═══ Dataset records ═══
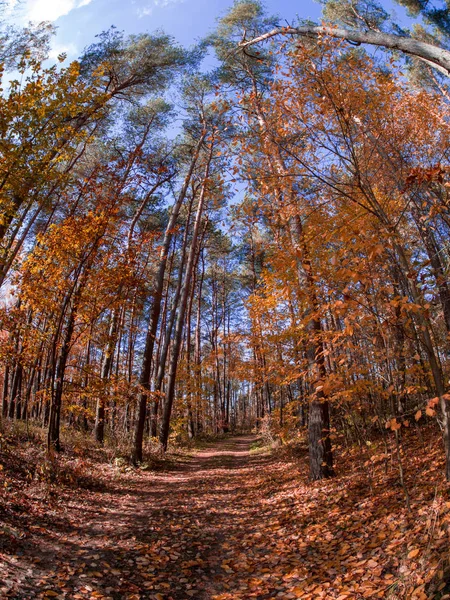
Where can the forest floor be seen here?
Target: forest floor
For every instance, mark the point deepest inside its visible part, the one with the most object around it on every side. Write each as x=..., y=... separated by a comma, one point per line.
x=230, y=521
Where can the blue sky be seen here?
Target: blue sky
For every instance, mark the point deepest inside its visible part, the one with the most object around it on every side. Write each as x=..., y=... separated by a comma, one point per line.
x=78, y=21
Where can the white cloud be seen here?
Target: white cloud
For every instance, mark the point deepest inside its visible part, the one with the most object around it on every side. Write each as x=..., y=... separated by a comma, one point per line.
x=45, y=10
x=57, y=49
x=146, y=11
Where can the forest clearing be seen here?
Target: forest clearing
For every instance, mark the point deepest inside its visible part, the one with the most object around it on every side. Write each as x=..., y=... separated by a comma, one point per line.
x=225, y=300
x=229, y=521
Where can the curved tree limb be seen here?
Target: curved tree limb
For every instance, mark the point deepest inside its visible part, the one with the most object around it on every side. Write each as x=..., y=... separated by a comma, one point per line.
x=434, y=56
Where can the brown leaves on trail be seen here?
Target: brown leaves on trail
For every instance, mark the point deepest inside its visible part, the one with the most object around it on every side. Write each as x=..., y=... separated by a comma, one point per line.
x=229, y=524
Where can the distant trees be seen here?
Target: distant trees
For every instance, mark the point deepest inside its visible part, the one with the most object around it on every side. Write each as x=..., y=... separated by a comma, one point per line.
x=138, y=308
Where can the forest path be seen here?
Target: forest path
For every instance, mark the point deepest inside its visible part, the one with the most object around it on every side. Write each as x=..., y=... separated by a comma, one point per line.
x=204, y=528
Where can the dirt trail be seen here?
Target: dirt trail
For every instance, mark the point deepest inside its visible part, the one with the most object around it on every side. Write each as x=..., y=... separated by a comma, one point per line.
x=198, y=530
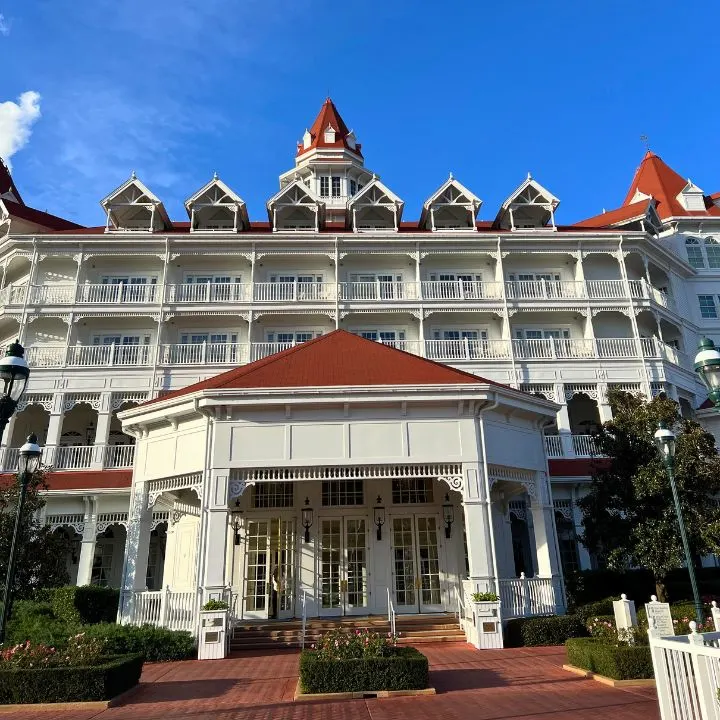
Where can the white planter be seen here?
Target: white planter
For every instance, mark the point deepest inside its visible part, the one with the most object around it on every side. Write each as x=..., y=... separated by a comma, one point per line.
x=484, y=629
x=212, y=639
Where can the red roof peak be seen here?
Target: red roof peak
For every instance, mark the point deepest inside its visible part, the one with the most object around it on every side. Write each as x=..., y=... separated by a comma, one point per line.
x=338, y=359
x=329, y=119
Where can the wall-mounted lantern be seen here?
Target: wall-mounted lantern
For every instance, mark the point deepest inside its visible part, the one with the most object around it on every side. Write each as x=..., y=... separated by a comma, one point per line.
x=448, y=515
x=307, y=519
x=379, y=516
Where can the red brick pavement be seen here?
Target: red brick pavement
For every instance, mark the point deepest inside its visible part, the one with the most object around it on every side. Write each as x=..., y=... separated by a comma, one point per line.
x=522, y=684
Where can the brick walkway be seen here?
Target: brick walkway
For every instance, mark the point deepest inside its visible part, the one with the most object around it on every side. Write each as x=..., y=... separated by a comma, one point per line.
x=522, y=684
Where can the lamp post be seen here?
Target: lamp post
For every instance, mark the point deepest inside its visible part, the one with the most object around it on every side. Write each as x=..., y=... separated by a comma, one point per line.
x=707, y=366
x=665, y=441
x=14, y=373
x=28, y=464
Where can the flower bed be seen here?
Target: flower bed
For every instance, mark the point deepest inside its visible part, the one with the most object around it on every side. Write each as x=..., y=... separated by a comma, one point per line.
x=361, y=661
x=110, y=677
x=619, y=662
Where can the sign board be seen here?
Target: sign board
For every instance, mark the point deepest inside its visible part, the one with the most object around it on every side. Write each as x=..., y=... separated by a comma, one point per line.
x=659, y=618
x=625, y=617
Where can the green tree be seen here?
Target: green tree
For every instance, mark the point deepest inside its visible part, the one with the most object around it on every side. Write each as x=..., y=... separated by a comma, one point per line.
x=41, y=553
x=629, y=516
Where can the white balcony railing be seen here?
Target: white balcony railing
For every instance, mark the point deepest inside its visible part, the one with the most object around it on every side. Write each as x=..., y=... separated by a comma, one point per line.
x=379, y=291
x=120, y=293
x=208, y=293
x=204, y=354
x=461, y=290
x=295, y=292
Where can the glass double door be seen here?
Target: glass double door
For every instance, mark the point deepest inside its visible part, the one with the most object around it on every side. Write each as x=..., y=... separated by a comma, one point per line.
x=343, y=571
x=269, y=568
x=416, y=564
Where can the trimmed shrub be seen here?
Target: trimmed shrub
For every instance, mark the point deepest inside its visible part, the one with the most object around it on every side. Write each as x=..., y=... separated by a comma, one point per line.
x=70, y=684
x=153, y=643
x=547, y=630
x=85, y=605
x=405, y=669
x=619, y=662
x=597, y=609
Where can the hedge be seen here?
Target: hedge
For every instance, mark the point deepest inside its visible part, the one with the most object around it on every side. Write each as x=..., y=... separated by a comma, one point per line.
x=548, y=630
x=155, y=644
x=70, y=684
x=87, y=604
x=407, y=669
x=619, y=662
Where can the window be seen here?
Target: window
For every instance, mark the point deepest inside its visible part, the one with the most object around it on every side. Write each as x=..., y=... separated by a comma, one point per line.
x=707, y=306
x=694, y=251
x=272, y=495
x=712, y=250
x=412, y=490
x=342, y=492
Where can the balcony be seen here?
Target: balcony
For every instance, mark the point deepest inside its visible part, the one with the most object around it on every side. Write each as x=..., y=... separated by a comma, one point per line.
x=376, y=291
x=570, y=446
x=232, y=354
x=79, y=457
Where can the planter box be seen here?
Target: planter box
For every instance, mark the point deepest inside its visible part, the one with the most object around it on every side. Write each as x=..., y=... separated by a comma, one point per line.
x=112, y=677
x=407, y=669
x=212, y=640
x=484, y=628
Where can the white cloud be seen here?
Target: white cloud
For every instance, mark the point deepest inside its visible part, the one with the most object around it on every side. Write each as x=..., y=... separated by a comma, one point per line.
x=16, y=121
═══
Problem details: Where a line of the listing contains "trimmed", count it; your answer must be only the resulting number.

Output: 2